Jikulumessu: Abre o Olho is an Angolan telenovela produced by Semba Comunicação and which was broadcast in Angola from 20 October 2014 to 10 May 2015. The series had 175 episodes and aired at 21:00 local time.

The show was written by Coréon Dú, Alexandre Castro, Isilda Hurst, Divaldo Martins, Ana Sofia Fernandes, Andreia, Vicente Martins, Erikson Pacheco Rodrigues, Joana Jorge, Luisa Sampaio, Noé João, and Pedro Barbosa da Silva, and was directed by Marisa Tavares.

In Brazil, it was broadcast on TV Brasil from 25 May to 9 November 2017 at 20:30 local time.

The Angolan production was critically acclaimed internationally and was broadcast throughout Africa with English and French dubs done through channels such as Canal+ and Africa Magic, as was the case with the transmission in France and its territories through France Telévisions.

Records shown
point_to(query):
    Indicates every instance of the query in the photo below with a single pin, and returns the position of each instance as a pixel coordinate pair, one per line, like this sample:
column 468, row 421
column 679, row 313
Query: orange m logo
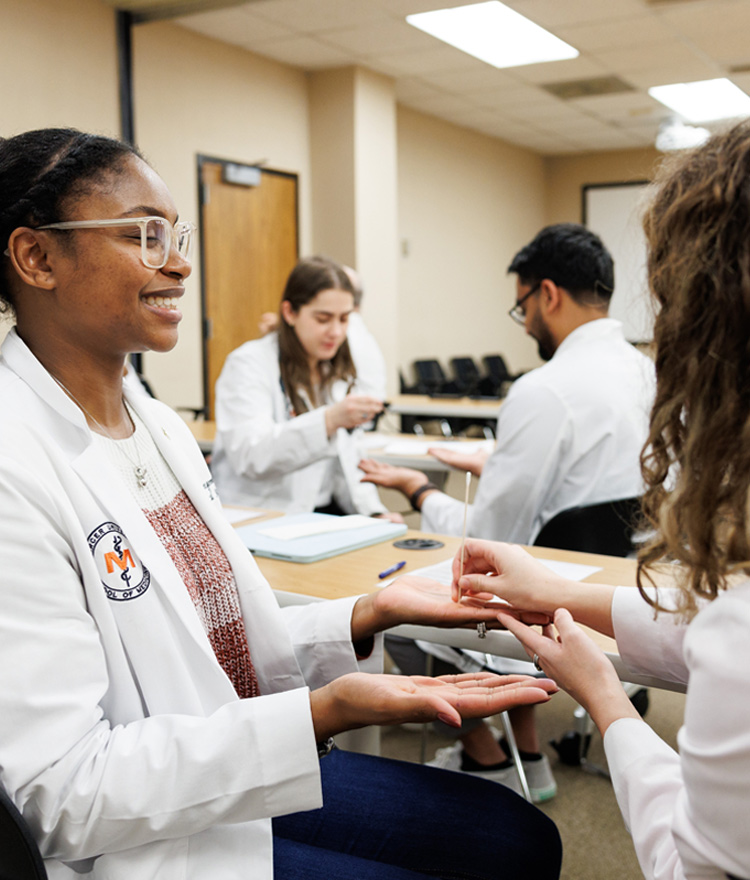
column 122, row 564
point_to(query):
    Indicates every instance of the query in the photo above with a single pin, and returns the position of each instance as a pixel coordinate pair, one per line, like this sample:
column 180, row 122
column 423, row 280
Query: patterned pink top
column 199, row 559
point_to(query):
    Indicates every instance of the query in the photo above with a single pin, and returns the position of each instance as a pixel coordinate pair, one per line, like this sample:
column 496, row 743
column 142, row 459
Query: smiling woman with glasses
column 158, row 710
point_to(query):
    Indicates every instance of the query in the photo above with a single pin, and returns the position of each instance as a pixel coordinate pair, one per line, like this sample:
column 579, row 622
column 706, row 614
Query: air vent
column 586, row 88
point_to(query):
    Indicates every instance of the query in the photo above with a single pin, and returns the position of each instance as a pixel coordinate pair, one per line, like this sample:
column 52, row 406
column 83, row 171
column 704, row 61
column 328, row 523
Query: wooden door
column 249, row 245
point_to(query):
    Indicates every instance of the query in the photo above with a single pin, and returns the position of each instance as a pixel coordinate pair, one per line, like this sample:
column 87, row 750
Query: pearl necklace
column 139, row 469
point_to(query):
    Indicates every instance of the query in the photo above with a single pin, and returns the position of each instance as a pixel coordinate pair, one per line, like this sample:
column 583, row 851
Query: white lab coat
column 265, row 458
column 122, row 740
column 368, row 358
column 569, row 433
column 687, row 812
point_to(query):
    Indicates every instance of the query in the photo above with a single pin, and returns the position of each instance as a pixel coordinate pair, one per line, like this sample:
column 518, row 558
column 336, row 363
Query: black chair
column 497, row 373
column 466, row 375
column 431, row 379
column 606, row 528
column 20, row 858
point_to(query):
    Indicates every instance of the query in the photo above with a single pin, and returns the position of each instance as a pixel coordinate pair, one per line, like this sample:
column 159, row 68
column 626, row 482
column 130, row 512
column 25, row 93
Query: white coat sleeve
column 532, row 431
column 256, row 434
column 649, row 644
column 85, row 785
column 321, row 635
column 687, row 813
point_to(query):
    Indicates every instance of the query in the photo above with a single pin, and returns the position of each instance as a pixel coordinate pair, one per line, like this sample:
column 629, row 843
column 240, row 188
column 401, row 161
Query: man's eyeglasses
column 518, row 312
column 157, row 235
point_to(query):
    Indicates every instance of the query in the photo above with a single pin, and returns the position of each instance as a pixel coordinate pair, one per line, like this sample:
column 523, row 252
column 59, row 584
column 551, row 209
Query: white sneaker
column 449, row 758
column 542, row 785
column 541, row 782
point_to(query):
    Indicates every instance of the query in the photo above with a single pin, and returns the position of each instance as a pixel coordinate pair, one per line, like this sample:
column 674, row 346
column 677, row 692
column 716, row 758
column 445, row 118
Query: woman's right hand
column 473, row 462
column 532, row 590
column 351, row 412
column 508, row 571
column 360, row 699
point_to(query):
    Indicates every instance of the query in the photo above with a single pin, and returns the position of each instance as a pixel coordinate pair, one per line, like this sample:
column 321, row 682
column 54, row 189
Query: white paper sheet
column 421, row 447
column 240, row 514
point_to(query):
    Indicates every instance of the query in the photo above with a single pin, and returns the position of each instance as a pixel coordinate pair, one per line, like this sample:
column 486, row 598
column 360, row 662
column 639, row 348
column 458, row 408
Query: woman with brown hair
column 286, row 406
column 687, row 812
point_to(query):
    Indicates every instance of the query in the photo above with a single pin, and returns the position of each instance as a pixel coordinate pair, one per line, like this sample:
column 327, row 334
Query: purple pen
column 392, row 570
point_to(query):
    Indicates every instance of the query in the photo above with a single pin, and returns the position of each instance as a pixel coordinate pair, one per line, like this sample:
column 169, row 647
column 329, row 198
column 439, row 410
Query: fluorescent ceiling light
column 704, row 101
column 675, row 135
column 493, row 33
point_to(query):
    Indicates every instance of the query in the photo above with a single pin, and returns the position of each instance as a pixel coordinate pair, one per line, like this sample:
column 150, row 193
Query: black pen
column 392, row 570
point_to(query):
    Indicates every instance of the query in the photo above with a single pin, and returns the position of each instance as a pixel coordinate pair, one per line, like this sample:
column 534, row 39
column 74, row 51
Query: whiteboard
column 613, row 212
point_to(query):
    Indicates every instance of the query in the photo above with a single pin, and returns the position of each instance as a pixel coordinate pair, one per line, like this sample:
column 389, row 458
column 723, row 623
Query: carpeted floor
column 595, row 843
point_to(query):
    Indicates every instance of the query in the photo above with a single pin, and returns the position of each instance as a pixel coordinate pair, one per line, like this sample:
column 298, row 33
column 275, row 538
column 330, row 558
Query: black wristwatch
column 326, row 747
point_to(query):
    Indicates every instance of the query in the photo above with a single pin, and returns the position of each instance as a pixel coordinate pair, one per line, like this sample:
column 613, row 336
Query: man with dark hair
column 569, row 434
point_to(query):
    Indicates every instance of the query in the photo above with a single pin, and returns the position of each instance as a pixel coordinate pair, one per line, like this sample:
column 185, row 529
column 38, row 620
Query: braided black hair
column 43, row 170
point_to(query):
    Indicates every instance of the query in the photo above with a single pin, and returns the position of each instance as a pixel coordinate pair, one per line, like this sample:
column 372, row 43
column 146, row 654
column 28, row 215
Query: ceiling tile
column 475, row 76
column 554, row 13
column 559, row 71
column 641, row 30
column 235, row 25
column 660, row 75
column 644, row 44
column 305, row 52
column 416, row 63
column 308, row 17
column 380, row 37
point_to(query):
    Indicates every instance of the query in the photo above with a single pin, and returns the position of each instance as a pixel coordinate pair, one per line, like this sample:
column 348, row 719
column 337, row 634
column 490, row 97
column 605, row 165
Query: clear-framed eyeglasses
column 157, row 235
column 518, row 312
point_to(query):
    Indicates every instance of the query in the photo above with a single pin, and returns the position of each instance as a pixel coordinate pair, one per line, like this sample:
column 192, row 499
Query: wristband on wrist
column 418, row 493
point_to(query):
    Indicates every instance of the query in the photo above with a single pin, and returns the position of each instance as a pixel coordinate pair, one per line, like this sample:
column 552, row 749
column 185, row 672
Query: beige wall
column 467, row 203
column 566, row 175
column 462, row 203
column 53, row 82
column 219, row 101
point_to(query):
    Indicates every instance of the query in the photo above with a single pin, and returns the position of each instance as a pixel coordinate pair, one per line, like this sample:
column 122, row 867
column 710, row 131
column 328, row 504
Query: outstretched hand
column 473, row 462
column 351, row 412
column 491, row 568
column 405, row 480
column 360, row 699
column 571, row 658
column 426, row 602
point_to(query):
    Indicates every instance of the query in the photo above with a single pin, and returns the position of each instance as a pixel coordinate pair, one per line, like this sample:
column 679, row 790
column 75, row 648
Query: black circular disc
column 418, row 544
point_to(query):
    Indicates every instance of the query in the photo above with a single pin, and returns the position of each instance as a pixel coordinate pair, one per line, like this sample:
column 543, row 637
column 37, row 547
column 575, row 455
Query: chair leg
column 429, row 668
column 514, row 756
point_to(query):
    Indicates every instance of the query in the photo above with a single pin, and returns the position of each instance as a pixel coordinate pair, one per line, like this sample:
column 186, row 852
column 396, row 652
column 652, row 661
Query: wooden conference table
column 356, row 572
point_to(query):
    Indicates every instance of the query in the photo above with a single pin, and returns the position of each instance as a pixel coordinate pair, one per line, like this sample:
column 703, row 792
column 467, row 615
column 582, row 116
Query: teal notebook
column 308, row 537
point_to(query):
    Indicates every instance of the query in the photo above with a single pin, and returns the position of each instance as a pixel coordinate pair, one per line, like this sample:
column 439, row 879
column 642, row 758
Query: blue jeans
column 391, row 820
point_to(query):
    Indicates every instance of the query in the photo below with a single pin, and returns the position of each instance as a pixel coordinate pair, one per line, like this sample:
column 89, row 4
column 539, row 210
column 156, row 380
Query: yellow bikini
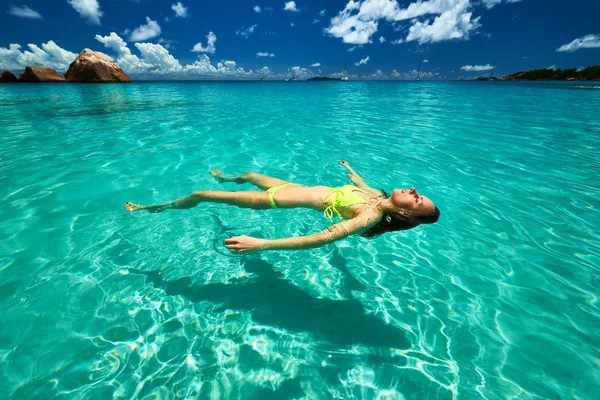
column 343, row 197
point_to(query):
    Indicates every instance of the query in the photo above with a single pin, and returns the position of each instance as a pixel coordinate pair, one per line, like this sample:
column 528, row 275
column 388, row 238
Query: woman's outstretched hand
column 244, row 244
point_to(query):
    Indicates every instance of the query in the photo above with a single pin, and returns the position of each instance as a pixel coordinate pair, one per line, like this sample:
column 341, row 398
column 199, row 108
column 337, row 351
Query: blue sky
column 247, row 39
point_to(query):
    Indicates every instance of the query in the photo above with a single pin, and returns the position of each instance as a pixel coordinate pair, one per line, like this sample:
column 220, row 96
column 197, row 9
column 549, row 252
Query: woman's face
column 410, row 199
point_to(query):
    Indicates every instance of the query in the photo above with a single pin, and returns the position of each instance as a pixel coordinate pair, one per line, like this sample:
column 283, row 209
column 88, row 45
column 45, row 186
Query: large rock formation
column 8, row 77
column 93, row 66
column 40, row 74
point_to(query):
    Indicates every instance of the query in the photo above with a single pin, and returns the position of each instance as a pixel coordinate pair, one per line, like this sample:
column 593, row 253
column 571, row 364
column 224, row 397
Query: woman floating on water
column 367, row 211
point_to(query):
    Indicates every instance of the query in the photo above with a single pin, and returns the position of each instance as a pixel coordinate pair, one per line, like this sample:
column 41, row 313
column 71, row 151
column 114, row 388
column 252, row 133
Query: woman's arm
column 243, row 244
column 358, row 180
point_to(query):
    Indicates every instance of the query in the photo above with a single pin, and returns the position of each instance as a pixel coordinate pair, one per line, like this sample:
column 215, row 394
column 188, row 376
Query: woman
column 366, row 210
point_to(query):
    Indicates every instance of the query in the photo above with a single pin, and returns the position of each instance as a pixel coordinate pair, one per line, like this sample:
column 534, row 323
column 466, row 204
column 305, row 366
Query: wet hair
column 400, row 222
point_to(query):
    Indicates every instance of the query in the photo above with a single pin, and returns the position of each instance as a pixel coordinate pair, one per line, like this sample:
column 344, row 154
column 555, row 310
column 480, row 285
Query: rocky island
column 89, row 67
column 572, row 74
column 96, row 67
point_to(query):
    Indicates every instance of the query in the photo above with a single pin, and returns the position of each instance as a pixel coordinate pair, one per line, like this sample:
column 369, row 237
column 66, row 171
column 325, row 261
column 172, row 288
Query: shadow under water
column 273, row 300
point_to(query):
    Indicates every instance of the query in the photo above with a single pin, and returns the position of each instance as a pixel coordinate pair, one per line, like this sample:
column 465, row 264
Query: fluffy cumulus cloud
column 246, row 32
column 48, row 55
column 411, row 75
column 211, row 39
column 584, row 42
column 145, row 32
column 362, row 62
column 181, row 11
column 24, row 12
column 492, row 3
column 359, row 20
column 455, row 23
column 88, row 10
column 155, row 61
column 290, row 6
column 471, row 68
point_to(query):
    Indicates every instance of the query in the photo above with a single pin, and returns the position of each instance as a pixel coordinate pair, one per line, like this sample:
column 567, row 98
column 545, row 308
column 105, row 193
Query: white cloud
column 88, row 10
column 584, row 42
column 492, row 3
column 24, row 12
column 246, row 32
column 290, row 6
column 156, row 61
column 211, row 38
column 49, row 55
column 301, row 73
column 145, row 32
column 362, row 62
column 454, row 24
column 470, row 68
column 181, row 11
column 358, row 21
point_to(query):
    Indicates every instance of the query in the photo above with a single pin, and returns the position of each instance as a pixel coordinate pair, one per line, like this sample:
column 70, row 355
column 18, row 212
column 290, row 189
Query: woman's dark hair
column 398, row 222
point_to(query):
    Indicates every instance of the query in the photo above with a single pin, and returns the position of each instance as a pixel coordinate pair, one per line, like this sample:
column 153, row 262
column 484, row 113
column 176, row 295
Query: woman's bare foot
column 133, row 207
column 155, row 208
column 219, row 177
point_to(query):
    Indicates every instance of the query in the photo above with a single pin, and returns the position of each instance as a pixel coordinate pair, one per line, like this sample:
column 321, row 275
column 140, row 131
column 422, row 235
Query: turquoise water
column 498, row 300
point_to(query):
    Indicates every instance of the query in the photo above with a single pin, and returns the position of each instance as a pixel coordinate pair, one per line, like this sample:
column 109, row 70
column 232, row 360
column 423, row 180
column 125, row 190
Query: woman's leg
column 262, row 181
column 254, row 200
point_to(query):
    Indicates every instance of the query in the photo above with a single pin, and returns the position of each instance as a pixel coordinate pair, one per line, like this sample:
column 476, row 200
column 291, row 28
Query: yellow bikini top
column 343, row 197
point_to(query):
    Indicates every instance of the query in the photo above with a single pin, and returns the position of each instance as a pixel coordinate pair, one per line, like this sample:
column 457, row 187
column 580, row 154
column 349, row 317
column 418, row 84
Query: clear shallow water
column 498, row 300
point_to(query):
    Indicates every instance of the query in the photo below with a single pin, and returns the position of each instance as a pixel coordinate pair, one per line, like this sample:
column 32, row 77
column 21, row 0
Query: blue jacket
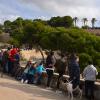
column 40, row 69
column 32, row 71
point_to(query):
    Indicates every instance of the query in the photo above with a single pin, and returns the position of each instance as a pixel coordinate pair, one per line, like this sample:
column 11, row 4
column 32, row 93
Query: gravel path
column 13, row 90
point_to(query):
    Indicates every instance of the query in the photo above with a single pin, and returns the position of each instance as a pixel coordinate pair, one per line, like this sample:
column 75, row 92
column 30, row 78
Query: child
column 89, row 75
column 25, row 73
column 32, row 72
column 39, row 71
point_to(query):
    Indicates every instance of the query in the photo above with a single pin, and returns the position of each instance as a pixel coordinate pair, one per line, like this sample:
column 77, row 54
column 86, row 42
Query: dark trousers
column 30, row 78
column 50, row 74
column 89, row 89
column 58, row 81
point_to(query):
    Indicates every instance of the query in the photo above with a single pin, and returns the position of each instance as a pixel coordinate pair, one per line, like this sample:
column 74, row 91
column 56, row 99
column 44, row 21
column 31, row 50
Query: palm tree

Work item
Using the Jikulumessu text, answer these:
(a) How many episodes did the series have?
(b) Who directed the show?
(c) On which channel was it broadcast in Brazil?

Exercise solution
(a) 175
(b) Marisa Tavares
(c) TV Brasil